→ **Requirement**
Retype these rows without any changes, from the line with "Every instance of the headphone" up to and including the line with "37), (60, 38)]]".

→ **Information given**

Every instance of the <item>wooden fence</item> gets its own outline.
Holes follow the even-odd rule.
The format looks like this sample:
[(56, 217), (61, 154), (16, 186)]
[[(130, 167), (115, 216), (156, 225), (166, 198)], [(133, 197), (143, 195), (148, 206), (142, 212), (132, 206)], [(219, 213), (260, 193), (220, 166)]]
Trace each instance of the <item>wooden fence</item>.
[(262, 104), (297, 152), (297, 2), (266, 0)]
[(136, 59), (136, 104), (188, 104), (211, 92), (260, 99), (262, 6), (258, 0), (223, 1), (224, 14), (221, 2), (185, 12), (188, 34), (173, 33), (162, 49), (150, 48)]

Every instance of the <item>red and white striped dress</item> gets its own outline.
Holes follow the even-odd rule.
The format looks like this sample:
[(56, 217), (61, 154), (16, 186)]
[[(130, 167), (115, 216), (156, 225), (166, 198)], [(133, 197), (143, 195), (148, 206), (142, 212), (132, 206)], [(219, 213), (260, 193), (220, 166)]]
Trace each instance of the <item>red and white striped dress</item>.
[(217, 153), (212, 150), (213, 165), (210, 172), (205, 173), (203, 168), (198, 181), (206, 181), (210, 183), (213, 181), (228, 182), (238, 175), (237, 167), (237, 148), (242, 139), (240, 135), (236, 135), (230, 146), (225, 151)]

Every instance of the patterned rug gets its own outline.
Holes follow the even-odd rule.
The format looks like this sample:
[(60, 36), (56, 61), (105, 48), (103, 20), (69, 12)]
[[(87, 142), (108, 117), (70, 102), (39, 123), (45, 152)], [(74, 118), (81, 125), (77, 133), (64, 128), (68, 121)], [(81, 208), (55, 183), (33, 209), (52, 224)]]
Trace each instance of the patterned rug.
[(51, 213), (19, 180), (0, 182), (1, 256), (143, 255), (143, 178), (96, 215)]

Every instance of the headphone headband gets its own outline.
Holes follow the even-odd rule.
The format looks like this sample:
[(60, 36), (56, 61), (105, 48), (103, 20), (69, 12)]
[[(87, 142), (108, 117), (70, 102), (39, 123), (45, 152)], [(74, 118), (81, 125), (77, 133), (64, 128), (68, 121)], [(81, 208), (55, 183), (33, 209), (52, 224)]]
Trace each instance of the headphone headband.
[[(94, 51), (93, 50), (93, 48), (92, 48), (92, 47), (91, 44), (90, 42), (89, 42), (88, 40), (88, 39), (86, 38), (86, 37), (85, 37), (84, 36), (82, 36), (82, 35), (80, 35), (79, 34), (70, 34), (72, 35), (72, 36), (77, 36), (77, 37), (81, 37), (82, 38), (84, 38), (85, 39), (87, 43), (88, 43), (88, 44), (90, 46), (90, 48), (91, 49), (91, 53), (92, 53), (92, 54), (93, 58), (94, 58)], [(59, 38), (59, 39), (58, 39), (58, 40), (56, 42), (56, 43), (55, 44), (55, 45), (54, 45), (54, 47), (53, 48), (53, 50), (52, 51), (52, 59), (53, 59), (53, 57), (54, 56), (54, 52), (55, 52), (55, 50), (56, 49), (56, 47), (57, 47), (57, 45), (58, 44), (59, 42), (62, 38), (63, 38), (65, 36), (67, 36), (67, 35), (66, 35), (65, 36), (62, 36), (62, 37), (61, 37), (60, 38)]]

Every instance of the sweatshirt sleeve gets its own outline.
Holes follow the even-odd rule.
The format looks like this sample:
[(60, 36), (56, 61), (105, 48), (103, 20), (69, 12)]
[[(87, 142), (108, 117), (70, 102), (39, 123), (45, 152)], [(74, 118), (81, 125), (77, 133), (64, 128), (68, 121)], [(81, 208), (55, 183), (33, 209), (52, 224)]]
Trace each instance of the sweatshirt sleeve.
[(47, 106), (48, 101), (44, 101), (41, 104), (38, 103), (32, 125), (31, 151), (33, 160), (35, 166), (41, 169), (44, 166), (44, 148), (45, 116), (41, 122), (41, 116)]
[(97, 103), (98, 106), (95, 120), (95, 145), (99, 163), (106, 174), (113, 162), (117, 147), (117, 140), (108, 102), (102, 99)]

→ **In response**
Every instance of the headphone headband gets its own outline.
Holes follow the even-odd rule.
The format looks like this sample:
[(60, 36), (56, 61), (105, 48), (103, 20), (69, 12)]
[[(87, 142), (108, 117), (70, 102), (39, 123), (45, 152)], [(74, 118), (81, 125), (77, 133), (64, 128), (68, 121)], [(81, 208), (55, 183), (33, 209), (52, 224)]]
Trace each instance of the headphone headband.
[[(94, 51), (93, 50), (93, 48), (92, 48), (92, 47), (91, 44), (90, 42), (89, 42), (88, 40), (88, 39), (86, 38), (86, 37), (85, 37), (84, 36), (82, 36), (82, 35), (80, 35), (79, 34), (70, 34), (72, 35), (72, 36), (77, 36), (77, 37), (81, 37), (82, 38), (84, 38), (85, 39), (87, 43), (88, 43), (88, 44), (90, 46), (90, 48), (91, 49), (91, 53), (92, 53), (92, 54), (93, 58), (94, 58)], [(59, 38), (59, 39), (58, 39), (58, 40), (56, 42), (56, 43), (55, 44), (55, 45), (54, 45), (54, 47), (53, 48), (53, 50), (52, 51), (52, 59), (53, 59), (53, 57), (54, 56), (54, 52), (55, 52), (55, 50), (56, 49), (56, 47), (57, 47), (57, 45), (58, 44), (59, 42), (62, 38), (63, 38), (65, 36), (67, 36), (67, 35), (66, 35), (65, 36), (62, 36), (62, 37), (61, 37), (60, 38)]]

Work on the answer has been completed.